> **Pointing records**

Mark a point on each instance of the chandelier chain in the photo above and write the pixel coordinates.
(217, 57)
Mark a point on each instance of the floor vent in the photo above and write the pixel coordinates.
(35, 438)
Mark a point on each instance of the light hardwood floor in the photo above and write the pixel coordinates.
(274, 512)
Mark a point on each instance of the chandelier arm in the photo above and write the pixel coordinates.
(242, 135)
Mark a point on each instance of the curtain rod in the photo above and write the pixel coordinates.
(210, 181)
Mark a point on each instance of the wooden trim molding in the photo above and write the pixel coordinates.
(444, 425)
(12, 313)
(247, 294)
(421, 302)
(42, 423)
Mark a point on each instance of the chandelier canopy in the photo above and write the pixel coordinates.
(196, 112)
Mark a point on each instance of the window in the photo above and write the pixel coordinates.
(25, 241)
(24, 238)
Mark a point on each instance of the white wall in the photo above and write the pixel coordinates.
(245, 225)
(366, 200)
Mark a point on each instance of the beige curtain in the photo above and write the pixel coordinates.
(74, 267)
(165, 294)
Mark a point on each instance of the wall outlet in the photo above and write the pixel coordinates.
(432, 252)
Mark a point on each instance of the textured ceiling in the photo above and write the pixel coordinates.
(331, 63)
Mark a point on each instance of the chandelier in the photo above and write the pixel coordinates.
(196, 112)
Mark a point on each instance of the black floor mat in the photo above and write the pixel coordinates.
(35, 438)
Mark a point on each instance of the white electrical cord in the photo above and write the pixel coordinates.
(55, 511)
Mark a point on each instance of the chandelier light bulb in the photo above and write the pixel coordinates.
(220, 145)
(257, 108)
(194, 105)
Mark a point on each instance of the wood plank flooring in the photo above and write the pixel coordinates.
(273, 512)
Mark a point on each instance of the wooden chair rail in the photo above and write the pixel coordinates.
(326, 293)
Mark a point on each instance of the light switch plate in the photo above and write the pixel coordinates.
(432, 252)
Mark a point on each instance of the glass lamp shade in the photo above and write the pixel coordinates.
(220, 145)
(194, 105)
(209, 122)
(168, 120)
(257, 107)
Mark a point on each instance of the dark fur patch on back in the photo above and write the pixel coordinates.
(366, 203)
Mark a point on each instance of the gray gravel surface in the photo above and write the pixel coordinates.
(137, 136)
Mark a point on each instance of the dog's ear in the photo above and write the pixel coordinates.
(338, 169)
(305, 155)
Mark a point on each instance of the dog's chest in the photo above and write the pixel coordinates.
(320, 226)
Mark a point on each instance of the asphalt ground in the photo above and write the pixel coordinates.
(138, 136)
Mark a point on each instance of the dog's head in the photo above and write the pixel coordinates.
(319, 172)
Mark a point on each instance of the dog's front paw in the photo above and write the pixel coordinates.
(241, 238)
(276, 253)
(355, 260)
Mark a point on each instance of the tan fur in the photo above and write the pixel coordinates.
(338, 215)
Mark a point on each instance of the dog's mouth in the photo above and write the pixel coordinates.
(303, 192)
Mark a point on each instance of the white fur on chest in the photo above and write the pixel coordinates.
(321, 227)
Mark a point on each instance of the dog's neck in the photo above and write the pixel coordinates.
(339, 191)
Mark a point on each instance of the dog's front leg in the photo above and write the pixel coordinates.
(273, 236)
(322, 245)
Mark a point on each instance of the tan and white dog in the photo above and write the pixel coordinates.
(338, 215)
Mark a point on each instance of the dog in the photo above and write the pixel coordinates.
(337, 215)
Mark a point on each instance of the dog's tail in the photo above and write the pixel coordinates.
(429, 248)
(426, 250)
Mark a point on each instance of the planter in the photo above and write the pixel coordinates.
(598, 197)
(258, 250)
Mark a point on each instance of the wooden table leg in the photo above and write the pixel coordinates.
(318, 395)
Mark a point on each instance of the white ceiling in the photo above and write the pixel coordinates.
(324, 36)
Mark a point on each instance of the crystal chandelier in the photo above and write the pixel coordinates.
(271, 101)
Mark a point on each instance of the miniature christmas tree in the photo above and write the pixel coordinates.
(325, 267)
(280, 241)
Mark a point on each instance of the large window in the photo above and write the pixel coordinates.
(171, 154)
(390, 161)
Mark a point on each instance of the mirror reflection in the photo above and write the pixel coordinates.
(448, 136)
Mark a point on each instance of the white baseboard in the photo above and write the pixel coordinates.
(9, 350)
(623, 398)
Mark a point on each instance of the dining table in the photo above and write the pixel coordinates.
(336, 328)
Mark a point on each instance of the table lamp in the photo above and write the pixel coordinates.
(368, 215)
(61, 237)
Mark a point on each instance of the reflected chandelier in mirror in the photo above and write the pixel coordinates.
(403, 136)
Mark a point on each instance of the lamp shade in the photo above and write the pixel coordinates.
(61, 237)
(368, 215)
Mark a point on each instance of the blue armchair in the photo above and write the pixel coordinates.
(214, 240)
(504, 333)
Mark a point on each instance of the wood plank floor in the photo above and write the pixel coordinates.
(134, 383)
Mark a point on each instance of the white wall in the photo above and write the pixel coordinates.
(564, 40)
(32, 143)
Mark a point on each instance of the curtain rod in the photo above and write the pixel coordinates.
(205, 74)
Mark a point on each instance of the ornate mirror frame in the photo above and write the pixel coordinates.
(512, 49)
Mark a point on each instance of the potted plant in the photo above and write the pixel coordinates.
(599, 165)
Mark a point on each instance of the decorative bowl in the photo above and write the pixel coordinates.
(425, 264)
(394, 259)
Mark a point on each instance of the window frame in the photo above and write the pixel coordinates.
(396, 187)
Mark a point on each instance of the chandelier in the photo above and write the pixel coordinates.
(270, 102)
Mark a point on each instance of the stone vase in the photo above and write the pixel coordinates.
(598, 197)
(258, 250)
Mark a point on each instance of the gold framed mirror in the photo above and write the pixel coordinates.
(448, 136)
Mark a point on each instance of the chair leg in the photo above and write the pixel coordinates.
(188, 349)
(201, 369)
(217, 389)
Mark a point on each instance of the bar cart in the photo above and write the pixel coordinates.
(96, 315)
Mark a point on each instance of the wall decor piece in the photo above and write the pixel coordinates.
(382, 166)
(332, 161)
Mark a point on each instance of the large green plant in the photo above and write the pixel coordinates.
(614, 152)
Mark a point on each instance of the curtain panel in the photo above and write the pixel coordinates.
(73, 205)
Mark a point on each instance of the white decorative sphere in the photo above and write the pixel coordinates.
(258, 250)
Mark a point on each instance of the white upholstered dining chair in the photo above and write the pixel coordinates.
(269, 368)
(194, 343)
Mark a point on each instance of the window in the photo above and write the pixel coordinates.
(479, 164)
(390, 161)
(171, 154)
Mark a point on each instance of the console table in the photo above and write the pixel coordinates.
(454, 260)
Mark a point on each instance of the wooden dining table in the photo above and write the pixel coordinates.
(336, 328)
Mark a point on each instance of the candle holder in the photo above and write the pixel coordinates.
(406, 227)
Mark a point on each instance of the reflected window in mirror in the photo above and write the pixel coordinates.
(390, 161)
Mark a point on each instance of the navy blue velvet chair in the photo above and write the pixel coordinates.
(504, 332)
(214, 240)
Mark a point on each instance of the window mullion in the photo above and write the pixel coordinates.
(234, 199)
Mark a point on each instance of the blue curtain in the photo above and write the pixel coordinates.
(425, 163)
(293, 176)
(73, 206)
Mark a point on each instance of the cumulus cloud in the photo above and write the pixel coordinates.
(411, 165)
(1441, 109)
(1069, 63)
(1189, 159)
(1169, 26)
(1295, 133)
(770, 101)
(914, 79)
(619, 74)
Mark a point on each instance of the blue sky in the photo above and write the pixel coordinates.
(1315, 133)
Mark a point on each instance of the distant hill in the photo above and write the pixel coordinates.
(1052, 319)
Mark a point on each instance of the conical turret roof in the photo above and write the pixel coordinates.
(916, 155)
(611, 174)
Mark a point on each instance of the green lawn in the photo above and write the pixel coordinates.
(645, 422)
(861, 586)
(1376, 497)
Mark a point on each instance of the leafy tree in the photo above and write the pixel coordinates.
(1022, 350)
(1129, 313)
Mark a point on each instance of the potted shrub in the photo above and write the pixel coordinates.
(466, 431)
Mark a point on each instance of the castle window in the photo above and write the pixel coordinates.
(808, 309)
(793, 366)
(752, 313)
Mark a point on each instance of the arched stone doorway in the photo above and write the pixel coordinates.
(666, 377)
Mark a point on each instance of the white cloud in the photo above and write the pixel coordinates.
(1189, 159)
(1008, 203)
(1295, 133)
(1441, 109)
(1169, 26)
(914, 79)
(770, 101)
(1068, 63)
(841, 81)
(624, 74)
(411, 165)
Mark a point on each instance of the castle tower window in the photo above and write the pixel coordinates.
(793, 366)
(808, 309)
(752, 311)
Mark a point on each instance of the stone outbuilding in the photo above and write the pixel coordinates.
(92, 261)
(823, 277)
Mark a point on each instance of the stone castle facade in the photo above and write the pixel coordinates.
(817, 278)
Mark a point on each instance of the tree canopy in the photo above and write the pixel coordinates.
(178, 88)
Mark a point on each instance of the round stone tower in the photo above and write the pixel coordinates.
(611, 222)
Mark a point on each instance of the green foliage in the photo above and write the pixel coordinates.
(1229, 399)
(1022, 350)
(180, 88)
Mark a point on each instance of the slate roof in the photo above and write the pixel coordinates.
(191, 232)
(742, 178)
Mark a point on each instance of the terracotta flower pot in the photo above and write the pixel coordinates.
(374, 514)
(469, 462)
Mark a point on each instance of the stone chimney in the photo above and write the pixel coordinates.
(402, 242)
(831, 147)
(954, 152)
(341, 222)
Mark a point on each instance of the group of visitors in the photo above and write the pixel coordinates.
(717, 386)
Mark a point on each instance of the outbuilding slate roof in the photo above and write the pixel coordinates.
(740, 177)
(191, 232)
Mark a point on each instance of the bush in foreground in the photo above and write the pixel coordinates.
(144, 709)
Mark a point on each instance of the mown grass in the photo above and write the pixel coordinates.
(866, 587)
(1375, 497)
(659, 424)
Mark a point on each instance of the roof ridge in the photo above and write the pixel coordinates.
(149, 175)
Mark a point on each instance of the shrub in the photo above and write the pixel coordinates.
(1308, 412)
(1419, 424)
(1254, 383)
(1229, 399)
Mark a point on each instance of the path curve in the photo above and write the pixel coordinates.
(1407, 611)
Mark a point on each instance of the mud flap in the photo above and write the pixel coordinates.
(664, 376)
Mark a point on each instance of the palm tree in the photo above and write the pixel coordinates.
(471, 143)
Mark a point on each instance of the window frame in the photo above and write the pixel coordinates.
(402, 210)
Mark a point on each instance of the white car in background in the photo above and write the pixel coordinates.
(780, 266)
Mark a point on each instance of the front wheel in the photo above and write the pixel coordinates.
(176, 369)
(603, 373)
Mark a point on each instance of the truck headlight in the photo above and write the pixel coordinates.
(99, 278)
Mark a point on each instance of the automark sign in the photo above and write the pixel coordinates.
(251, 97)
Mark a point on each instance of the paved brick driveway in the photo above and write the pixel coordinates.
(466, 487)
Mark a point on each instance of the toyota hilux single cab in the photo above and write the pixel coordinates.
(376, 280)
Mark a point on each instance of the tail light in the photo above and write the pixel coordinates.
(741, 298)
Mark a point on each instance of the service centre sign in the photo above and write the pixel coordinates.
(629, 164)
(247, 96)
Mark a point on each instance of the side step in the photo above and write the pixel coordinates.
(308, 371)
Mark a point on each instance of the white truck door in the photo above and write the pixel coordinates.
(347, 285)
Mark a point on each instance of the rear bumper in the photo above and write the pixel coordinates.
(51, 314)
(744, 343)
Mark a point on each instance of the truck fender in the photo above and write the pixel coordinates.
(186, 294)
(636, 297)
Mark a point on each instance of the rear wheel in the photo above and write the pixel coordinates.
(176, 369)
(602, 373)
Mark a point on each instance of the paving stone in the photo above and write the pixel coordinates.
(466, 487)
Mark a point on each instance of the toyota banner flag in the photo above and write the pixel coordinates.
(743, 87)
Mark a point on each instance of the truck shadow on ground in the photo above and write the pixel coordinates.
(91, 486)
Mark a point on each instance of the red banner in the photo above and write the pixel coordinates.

> **Work instructions**
Copy out, word for word, the lines starting with the line containing "Mark a point on each instance of the green foliage" and continuing through the line containing "(1407, 611)", keeping both of those lines.

> **Exercise solution**
Mark a point on each instance of the green foliage in the photo above and write the pixel coordinates.
(1229, 399)
(1022, 350)
(180, 88)
Mark a point on each instance of the slate roof in the photo above and write the pixel coordinates.
(191, 232)
(742, 178)
Mark a point on each instance of the terracotta flower pot in the photo above and write the pixel coordinates.
(374, 514)
(469, 462)
Mark a point on each instance of the stone chimney in the photo above and write the pixel coordinates.
(402, 242)
(831, 147)
(954, 152)
(341, 222)
Mark a point on each instance of the group of visitors in the photo above and write the pixel coordinates.
(717, 386)
Mark a point on each instance of the outbuilding slate roof in the photo above and write the pixel coordinates.
(740, 177)
(191, 232)
Mark a point on each instance of the bush in foreground in the photo above and write the pixel coordinates.
(144, 709)
Mark a point on each instance of the mown grass in the photo above and write the pixel coordinates.
(866, 587)
(1375, 497)
(659, 424)
Mark a point on each instance of the roof ridge in the photo above and write the pixel coordinates.
(149, 175)
Mark a point on each instance of the shrub in the photo above and write the pixel coordinates.
(1308, 412)
(1419, 424)
(1254, 383)
(1229, 399)
Mark a point on each instance of the path curve in the photo above and write the pixel coordinates.
(1407, 611)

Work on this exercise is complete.